- [DESCRIZIONE DEL COMPITO] Ricopia le righe a partire da quella con "Task: point to every instance of the oven door" fino a quella con "[[242, 787], [13, 880], [130, 702]]", rinominando "countertop" in "worktop" e senza cambiare altro.

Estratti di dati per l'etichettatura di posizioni
++++++++

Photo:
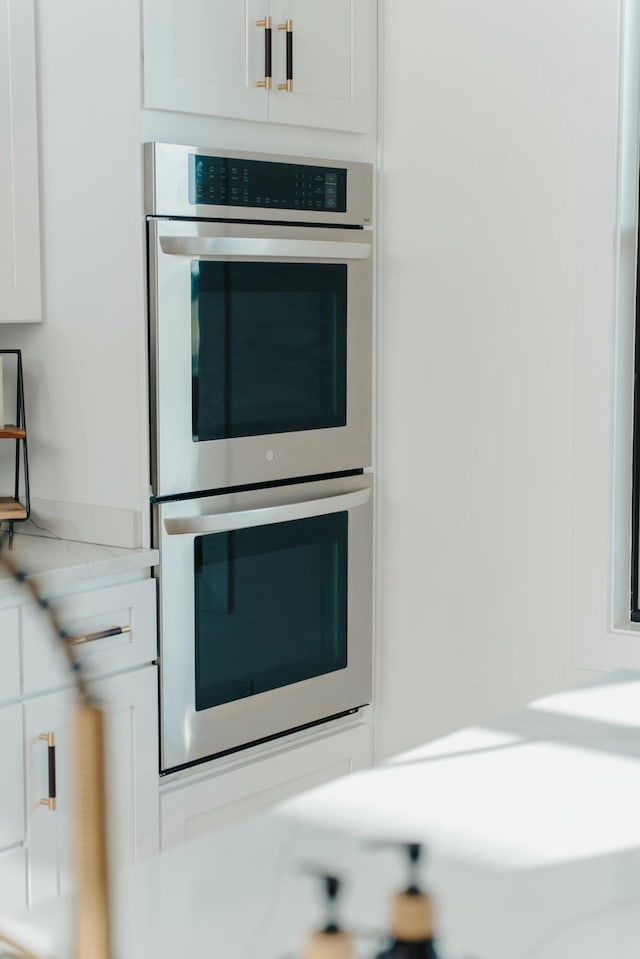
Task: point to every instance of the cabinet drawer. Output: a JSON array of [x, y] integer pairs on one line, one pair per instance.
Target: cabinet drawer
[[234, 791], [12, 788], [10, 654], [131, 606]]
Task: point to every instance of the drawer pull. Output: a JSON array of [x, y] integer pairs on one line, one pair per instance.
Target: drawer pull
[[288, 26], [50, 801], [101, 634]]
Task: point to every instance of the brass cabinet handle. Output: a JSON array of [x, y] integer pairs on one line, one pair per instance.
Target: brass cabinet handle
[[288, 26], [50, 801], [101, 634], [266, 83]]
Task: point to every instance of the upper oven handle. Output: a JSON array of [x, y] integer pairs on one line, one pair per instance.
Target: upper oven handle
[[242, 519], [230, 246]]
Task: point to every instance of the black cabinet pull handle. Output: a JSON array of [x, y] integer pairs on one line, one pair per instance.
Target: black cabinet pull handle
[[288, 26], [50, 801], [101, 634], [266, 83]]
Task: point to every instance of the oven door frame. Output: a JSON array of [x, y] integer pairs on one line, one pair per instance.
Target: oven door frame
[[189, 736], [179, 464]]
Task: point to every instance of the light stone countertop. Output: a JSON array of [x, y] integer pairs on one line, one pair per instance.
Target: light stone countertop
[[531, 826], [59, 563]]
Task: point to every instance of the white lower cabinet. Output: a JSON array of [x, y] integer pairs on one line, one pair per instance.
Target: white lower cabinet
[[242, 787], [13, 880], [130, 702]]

++++++++

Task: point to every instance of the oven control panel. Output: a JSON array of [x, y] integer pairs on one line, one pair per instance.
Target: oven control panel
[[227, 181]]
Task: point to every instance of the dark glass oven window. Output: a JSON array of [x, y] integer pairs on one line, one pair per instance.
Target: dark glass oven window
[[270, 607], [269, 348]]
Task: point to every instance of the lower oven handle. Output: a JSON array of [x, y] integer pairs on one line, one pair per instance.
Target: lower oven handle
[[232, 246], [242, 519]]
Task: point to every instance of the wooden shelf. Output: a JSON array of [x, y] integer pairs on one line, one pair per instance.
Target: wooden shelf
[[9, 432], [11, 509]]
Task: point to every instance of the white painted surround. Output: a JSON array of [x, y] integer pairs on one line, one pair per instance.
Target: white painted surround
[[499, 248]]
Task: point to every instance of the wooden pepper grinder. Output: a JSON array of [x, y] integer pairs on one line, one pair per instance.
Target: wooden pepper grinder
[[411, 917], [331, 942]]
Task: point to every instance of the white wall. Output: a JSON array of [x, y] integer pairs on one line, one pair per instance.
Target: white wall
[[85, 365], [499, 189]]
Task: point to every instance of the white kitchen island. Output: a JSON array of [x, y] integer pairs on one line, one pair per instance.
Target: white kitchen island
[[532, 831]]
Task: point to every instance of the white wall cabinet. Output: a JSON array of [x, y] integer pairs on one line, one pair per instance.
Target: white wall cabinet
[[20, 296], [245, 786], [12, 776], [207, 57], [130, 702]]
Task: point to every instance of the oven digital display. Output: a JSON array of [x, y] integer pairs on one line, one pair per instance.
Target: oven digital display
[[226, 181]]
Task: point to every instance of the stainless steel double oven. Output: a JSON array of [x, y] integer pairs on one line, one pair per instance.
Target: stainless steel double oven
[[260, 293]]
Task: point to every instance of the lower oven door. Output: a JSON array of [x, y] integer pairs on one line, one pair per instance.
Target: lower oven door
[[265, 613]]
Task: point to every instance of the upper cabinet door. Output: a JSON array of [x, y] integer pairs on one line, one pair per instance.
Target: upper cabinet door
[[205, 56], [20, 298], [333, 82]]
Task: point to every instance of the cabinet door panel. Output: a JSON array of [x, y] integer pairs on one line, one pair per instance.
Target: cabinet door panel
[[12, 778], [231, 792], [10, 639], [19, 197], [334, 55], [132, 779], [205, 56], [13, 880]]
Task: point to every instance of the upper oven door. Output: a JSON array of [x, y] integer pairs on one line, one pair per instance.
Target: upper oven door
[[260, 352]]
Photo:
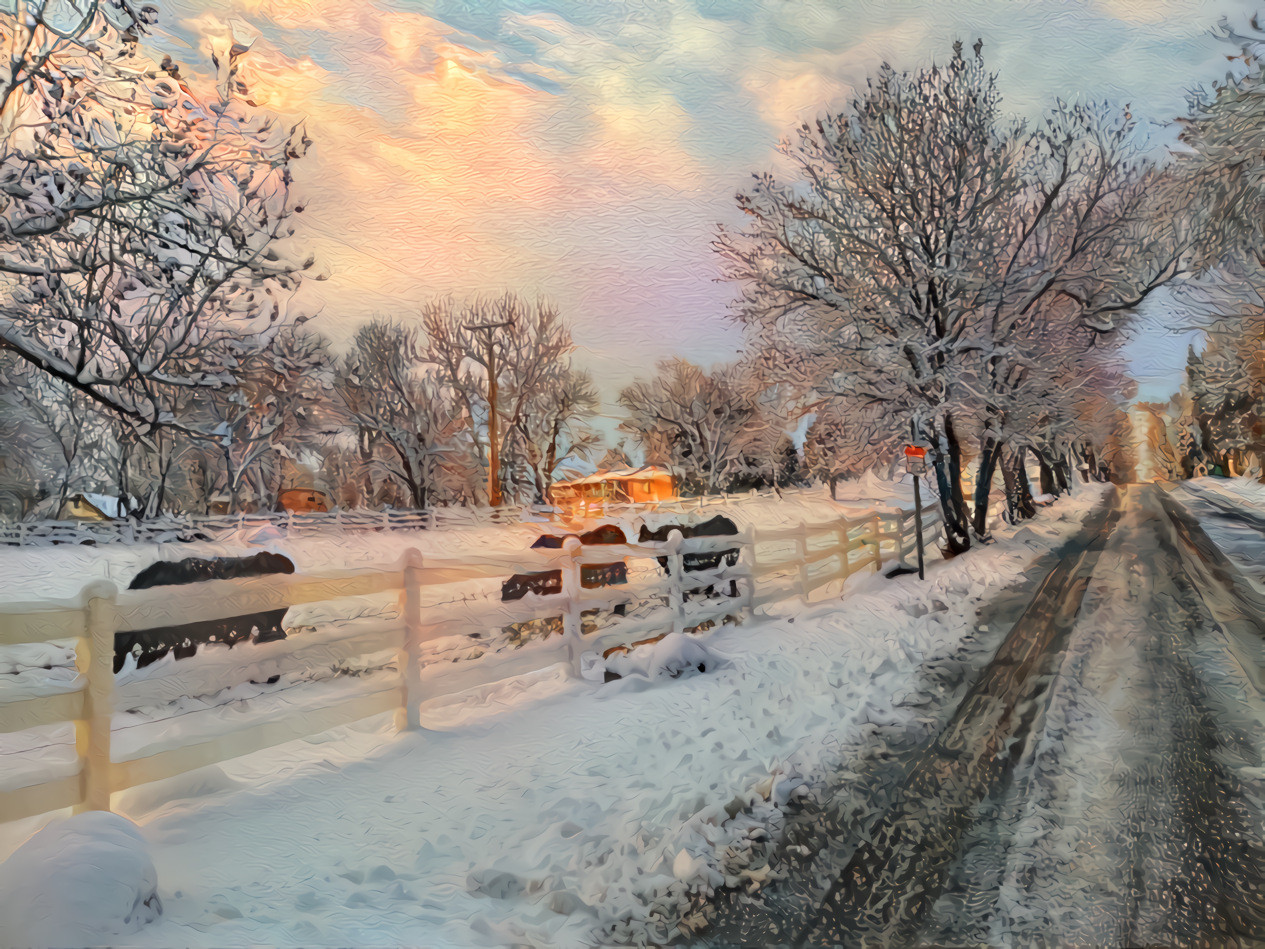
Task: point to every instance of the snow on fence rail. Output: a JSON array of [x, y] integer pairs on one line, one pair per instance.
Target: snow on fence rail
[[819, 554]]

++++++++

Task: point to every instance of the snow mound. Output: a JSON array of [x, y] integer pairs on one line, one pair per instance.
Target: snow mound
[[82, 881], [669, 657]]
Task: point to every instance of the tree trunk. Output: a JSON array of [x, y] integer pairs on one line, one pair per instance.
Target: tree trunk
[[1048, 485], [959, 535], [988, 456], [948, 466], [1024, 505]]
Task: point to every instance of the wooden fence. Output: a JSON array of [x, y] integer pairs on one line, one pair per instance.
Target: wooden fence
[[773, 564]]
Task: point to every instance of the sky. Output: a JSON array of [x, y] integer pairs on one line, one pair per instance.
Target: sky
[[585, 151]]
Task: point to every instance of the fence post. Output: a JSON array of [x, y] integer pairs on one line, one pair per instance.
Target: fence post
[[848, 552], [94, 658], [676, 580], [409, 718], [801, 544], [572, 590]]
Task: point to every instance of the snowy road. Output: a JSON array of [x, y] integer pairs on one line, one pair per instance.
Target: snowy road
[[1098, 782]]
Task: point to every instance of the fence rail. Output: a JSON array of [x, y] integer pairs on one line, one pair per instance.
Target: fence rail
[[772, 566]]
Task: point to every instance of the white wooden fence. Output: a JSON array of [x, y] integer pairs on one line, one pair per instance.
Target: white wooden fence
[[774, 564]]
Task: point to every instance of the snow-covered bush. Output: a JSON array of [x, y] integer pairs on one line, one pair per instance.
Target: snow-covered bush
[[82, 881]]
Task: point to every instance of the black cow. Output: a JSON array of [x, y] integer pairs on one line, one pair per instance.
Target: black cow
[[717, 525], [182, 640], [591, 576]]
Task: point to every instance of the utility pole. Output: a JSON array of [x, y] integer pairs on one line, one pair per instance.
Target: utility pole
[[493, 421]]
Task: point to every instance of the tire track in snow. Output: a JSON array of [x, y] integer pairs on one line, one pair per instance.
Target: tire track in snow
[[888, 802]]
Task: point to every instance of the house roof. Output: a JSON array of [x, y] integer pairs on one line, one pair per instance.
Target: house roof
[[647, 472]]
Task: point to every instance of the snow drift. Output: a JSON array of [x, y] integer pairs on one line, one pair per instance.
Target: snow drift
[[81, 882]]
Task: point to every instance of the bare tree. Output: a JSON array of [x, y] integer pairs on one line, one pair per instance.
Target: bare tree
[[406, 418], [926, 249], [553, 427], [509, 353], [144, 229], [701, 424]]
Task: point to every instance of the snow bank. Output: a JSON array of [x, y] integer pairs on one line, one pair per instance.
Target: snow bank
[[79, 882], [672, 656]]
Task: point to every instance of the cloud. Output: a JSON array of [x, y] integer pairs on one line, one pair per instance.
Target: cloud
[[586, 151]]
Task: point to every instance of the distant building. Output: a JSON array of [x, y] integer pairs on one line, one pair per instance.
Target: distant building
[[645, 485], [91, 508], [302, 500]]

++++++++

- [SOLUZIONE COMPLETA]
Task: point to every instance of the oven door frame. Output: a JSON array of [x, y] integer pairs on one line, one pair per instance.
Target: oven door frame
[[189, 736], [179, 464]]
Task: point to every instance of the light stone worktop. Output: a JSON array of [x, y] integer pairs on one line, one pair per instance.
Target: light stone worktop
[[531, 826], [59, 563]]
Task: point to every instance of the white lower cabinet. Output: a JSON array of [x, y] integer pairs on one line, one pair per instance.
Target: white lower cabinet
[[242, 787], [13, 880], [130, 702]]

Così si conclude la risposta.